[Records for processing Boundary: Start]

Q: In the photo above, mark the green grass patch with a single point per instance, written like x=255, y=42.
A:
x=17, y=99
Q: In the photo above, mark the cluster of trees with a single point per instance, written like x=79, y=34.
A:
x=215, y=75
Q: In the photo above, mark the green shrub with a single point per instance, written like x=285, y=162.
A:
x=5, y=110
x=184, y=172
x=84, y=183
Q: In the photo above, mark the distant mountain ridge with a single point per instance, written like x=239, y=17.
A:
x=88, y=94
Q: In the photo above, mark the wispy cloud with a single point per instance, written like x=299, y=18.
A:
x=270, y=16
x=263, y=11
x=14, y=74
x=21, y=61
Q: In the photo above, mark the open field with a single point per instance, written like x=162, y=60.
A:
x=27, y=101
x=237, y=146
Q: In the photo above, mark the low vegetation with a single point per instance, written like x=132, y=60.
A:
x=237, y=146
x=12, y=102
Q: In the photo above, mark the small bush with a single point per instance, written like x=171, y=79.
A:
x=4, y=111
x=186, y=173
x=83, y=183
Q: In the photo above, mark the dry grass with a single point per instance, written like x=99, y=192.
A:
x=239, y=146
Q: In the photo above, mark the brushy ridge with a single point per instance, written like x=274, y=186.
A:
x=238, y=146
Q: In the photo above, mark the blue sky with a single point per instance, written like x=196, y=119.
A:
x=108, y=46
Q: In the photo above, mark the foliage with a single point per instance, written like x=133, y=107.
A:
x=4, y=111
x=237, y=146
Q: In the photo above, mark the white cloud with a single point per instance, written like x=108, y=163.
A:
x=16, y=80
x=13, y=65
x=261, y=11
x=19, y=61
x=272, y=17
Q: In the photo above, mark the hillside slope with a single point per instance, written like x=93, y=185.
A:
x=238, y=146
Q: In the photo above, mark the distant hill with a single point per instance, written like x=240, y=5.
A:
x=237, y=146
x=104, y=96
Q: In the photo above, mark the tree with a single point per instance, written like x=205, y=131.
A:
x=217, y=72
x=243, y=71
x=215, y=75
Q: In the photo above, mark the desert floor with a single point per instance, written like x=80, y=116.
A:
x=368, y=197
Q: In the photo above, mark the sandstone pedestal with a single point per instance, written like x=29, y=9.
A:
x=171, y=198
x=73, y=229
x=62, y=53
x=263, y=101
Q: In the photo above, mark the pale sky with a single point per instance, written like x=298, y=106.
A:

[Records for processing Boundary: End]

» Task item
Report the lines above that contain "distant".

» Solution to this task
Q: In the photo above, mark the distant mountain ridge with a single point per instance, written like x=239, y=17.
Q: In the photo above, mark the distant hill with a single point per instance, written like x=240, y=5.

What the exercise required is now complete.